:: Excerpted passage ::

Now the law is only one way in which society's "general opinions" are expressed.  To take only one example, the media and the entertainment industry exercise enormous influence in a similar way.  But the law is one way, and a particularly formal or authoritative way.  It is society "going on record" as saying that some forms of human behavior are frowned upon.  The very efforts of groups that oppose certain laws to get them taken “off the books”, even when they are not enforced, is testimony to the importance of law, as in the case of homosexual rights groups who have asked courts to strike down sodomy prohibitions that have not been enforced for a long time.[6]

One powerful example from recent American history is civil rights legislation.  Laws such as the Civil Rights Act of 1964 were intended to prohibit certain acts (racial discrimination in public accommodations, for example), and they achieved this to some extent.  But it is arguable that the more important effect of the law was its educative effect.  It was a solemn national statement reaffirming the principle of racial equality.  And this law, in conjunction with other factors, has contributed to the profound change in racial relations in this country in the last generation.  (And who would say that the law was unnecessary or undesirable, simply because there were other factors?)

:::

**Short problem A**
Answer these questions using the passage on law:
(i) Besides the law, what does the passage name as one example of something that exercises enormous influence in a similar way?
(ii) Which groups have asked courts to strike down sodomy prohibitions that had long gone unenforced?
(iii) What kind of act does the passage give as an example of something the Civil Rights Act of 1964 was intended to prohibit?
**Short problem B**
Reproduce the passage on law verbatim from "One powerful example" to "were other factors?)".
The entries after this point come from a separate source and are unrelated to the passage on law.

:: Records provided ::

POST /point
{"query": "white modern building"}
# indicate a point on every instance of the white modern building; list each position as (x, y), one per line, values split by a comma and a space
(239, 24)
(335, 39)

:::

**Task response A**
(i) The media and the entertainment industry.
(ii) Homosexual rights groups.
(iii) Racial discrimination in public accommodations.

**Task response B**
One powerful example from recent American history is civil rights legislation.  Laws such as the Civil Rights Act of 1964 were intended to prohibit certain acts (racial discrimination in public accommodations, for example), and they achieved this to some extent.  But it is arguable that the more important effect of the law was its educative effect.  It was a solemn national statement reaffirming the principle of racial equality.  And this law, in conjunction with other factors, has contributed to the profound change in racial relations in this country in the last generation.  (And who would say that the law was unnecessary or undesirable, simply because there were other factors?)